> **Kutipan Bacaan**:
======
Benang Kusut Ukraina dan Perluasan NATO
Sejak berakhirnya Perang Dingin—yang mengakibatkan pecahnya Uni Soviet— Rusia menjadi sensitif dan alergi terhadap isu perluasan NATO. Keinginan Ukraina menjadi anggota NATO harus ditolak karena dipandang berbahaya.
Perang di Ukraina belum menunjukkan tanda-tanda akan segera berakhir. Ramifikasi dan kompleksitas konflik Rusia-Ukraina ini kian membahayakan dinamika geopolitik global.
Bukan hanya biaya yang harus ditanggung masyarakat internasional akibat korban manusia, kerusakan infrastruktur, ketidakpastian arus pengungsi, masalah krisis energi (gas), hingga meningkatnya kembali perlombaan senjata. Ancaman instabilitas juga mulai terasa di negara-negara di sekitar Ukraina, khususnya di sepanjang perbatasan dengan Rusia.
Pangkal persoalannya adalah tafsiran atas konsep NATO mengenai membership action plan (MAP) yang disepakati pada KTT organisasi ini di Washington pada 1999. MAP adalah program NATO berupa asistensi dan dukungan praktis bagi negara-negara yang ingin bergabung dengan pakta militer ini.
Bagi Rusia, keinginan Ukraina menjadi anggota NATO harus ditolak karena jika intervensi militer terlambat dilakukan, keamanan nasionalnya bagaikan berada di ”ujung tanduk”.
Pangkal persoalannya adalah tafsiran atas konsep NATO mengenai membership action plan (MAP) yang disepakati pada KTT organisasi ini di Washington pada 1999.
Antrean NATO
Partisipasi dalam MAP memang tidak dengan sendirinya memastikan (prejudge) keputusan negara itu untuk bergabung dalam pakta militer itu. Status keanggotaan Ukraina ini harus melalui proses yang ketat, berdasarkan pengalaman proses aksesi Ceko, Hongaria, dan Polandia (1999), tiga negara yang masuk gelombang pertama perluasan NATO pasca-Perang Dingin.
======
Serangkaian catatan

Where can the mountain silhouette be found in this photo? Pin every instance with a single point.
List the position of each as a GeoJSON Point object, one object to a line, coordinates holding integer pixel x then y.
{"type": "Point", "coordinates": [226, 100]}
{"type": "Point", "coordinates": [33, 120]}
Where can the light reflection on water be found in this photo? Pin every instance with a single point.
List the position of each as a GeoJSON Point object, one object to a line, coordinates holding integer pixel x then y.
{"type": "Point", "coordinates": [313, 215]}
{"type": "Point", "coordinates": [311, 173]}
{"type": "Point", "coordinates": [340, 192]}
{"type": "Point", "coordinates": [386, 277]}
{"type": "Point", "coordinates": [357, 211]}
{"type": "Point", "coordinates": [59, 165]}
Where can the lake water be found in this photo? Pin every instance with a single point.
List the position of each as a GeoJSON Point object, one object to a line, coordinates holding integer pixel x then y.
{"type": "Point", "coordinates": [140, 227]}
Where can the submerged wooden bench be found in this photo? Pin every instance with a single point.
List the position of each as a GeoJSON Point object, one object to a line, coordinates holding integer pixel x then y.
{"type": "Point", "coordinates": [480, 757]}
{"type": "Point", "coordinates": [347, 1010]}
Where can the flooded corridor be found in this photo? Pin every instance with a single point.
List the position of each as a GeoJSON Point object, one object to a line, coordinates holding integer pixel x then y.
======
> **Tugas Wajib**:
• A. Menurut kutipan bacaan tentang Ukraina dan perluasan NATO, negara mana saja yang masuk gelombang pertama perluasan NATO pasca-Perang Dingin?
• B. Salin tanpa perubahan bagian dari kutipan bacaan tentang Ukraina dan NATO, mulai dari kata-kata yang memuat "Bukan hanya biaya", lalu berhenti setelah "pakta militer ini.".

> **Jawaban Tertulis**:
• A. Ceko, Hongaria, dan Polandia.

• B.
Bukan hanya biaya yang harus ditanggung masyarakat internasional akibat korban manusia, kerusakan infrastruktur, ketidakpastian arus pengungsi, masalah krisis energi (gas), hingga meningkatnya kembali perlombaan senjata. Ancaman instabilitas juga mulai terasa di negara-negara di sekitar Ukraina, khususnya di sepanjang perbatasan dengan Rusia.
Pangkal persoalannya adalah tafsiran atas konsep NATO mengenai membership action plan (MAP) yang disepakati pada KTT organisasi ini di Washington pada 1999. MAP adalah program NATO berupa asistensi dan dukungan praktis bagi negara-negara yang ingin bergabung dengan pakta militer ini.